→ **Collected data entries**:

⁂

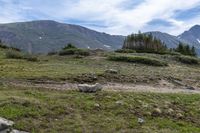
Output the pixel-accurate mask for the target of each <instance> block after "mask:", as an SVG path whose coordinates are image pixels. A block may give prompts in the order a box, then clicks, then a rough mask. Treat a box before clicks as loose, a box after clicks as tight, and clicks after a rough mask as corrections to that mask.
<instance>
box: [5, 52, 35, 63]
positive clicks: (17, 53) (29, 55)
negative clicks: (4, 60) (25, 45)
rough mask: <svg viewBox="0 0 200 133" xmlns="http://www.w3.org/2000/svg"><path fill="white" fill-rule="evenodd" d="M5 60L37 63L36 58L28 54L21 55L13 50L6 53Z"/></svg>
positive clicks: (26, 53) (25, 53)
mask: <svg viewBox="0 0 200 133" xmlns="http://www.w3.org/2000/svg"><path fill="white" fill-rule="evenodd" d="M6 58H8V59H23V60H27V61H38V59H37V57H36V56H33V55H30V54H28V53H22V52H19V51H15V50H8V51H7V52H6Z"/></svg>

⁂

→ **REQUIRED WORK**:
Please rename "rough mask" to "coarse mask" everywhere in the items above and write the lines out again with nothing else changed. Leave the pictures out of your answer.

→ **YOUR RESPONSE**:
Output the pixel-accurate mask for the target of each <instance> block after "mask:", as an SVG path whose coordinates are image pixels. A block may give prompts in the order a box, then clicks, then a coarse mask. Treat a box before clicks as loose, a box after clicks as tight, and clicks after a coarse mask as corrections to that mask.
<instance>
box: [5, 52, 35, 63]
positive clicks: (17, 53) (29, 55)
negative clicks: (4, 60) (25, 45)
coarse mask: <svg viewBox="0 0 200 133" xmlns="http://www.w3.org/2000/svg"><path fill="white" fill-rule="evenodd" d="M5 60L37 63L36 58L28 54L21 55L13 50L6 53Z"/></svg>
positive clicks: (26, 53) (25, 53)
mask: <svg viewBox="0 0 200 133" xmlns="http://www.w3.org/2000/svg"><path fill="white" fill-rule="evenodd" d="M6 58H8V59H23V60H27V61H38V59H37V57H36V56H33V55H30V54H28V53H22V52H19V51H15V50H8V51H7V52H6Z"/></svg>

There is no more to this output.